** GIVEN INSTRUCTION **
Report every line of the data below that contains the string "road", copying each such line in full. The match is case-sensitive.

** EXTRACTED DATA **
-- START --

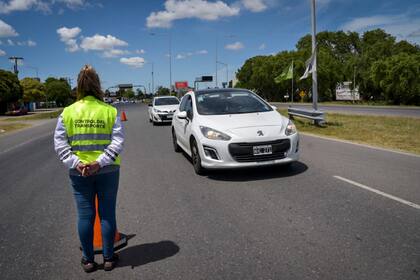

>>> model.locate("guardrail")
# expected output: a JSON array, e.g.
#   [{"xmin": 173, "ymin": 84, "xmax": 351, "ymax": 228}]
[{"xmin": 287, "ymin": 107, "xmax": 325, "ymax": 125}]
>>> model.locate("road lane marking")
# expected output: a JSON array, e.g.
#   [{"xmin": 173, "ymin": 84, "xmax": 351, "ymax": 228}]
[{"xmin": 333, "ymin": 175, "xmax": 420, "ymax": 209}]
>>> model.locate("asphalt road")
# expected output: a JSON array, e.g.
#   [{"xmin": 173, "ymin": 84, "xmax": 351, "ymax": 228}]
[
  {"xmin": 0, "ymin": 105, "xmax": 420, "ymax": 280},
  {"xmin": 273, "ymin": 102, "xmax": 420, "ymax": 118}
]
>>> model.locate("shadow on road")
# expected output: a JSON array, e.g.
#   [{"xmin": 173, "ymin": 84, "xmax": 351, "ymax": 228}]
[
  {"xmin": 118, "ymin": 240, "xmax": 179, "ymax": 268},
  {"xmin": 207, "ymin": 161, "xmax": 308, "ymax": 182}
]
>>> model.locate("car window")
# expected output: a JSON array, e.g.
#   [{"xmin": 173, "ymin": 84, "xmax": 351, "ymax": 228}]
[
  {"xmin": 155, "ymin": 97, "xmax": 179, "ymax": 106},
  {"xmin": 196, "ymin": 91, "xmax": 273, "ymax": 115}
]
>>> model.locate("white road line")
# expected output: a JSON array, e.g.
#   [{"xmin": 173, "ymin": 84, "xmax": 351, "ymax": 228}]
[{"xmin": 333, "ymin": 175, "xmax": 420, "ymax": 209}]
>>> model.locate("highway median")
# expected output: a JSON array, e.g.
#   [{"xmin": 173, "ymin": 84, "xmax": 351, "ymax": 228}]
[{"xmin": 279, "ymin": 109, "xmax": 420, "ymax": 154}]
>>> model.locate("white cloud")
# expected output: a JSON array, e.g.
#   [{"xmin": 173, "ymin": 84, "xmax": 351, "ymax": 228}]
[
  {"xmin": 195, "ymin": 50, "xmax": 209, "ymax": 54},
  {"xmin": 340, "ymin": 14, "xmax": 420, "ymax": 43},
  {"xmin": 57, "ymin": 27, "xmax": 82, "ymax": 42},
  {"xmin": 242, "ymin": 0, "xmax": 267, "ymax": 13},
  {"xmin": 0, "ymin": 19, "xmax": 19, "ymax": 37},
  {"xmin": 57, "ymin": 27, "xmax": 82, "ymax": 52},
  {"xmin": 225, "ymin": 42, "xmax": 245, "ymax": 51},
  {"xmin": 103, "ymin": 49, "xmax": 130, "ymax": 58},
  {"xmin": 146, "ymin": 0, "xmax": 240, "ymax": 28},
  {"xmin": 120, "ymin": 56, "xmax": 145, "ymax": 68},
  {"xmin": 80, "ymin": 34, "xmax": 128, "ymax": 51}
]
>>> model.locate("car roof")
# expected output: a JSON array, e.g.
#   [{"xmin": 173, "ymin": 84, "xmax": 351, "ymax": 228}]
[
  {"xmin": 194, "ymin": 88, "xmax": 250, "ymax": 94},
  {"xmin": 153, "ymin": 95, "xmax": 178, "ymax": 99}
]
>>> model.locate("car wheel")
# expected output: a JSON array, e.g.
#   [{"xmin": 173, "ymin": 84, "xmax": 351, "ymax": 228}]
[
  {"xmin": 191, "ymin": 139, "xmax": 206, "ymax": 175},
  {"xmin": 172, "ymin": 128, "xmax": 181, "ymax": 153}
]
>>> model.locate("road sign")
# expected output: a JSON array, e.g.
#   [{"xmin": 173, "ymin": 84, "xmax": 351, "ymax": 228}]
[
  {"xmin": 175, "ymin": 81, "xmax": 188, "ymax": 89},
  {"xmin": 118, "ymin": 84, "xmax": 133, "ymax": 89}
]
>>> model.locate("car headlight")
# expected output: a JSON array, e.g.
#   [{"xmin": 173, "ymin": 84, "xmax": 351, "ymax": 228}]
[
  {"xmin": 200, "ymin": 126, "xmax": 231, "ymax": 141},
  {"xmin": 284, "ymin": 120, "xmax": 297, "ymax": 136}
]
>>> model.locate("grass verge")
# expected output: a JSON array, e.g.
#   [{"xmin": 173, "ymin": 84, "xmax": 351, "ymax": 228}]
[
  {"xmin": 279, "ymin": 110, "xmax": 420, "ymax": 154},
  {"xmin": 4, "ymin": 109, "xmax": 63, "ymax": 121},
  {"xmin": 0, "ymin": 122, "xmax": 29, "ymax": 135}
]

-- END --

** OUTPUT **
>>> model.locate("road lane marking")
>>> model.locate("asphalt road")
>>> model.locate("shadow on road")
>>> model.locate("white road line")
>>> model.locate("road sign")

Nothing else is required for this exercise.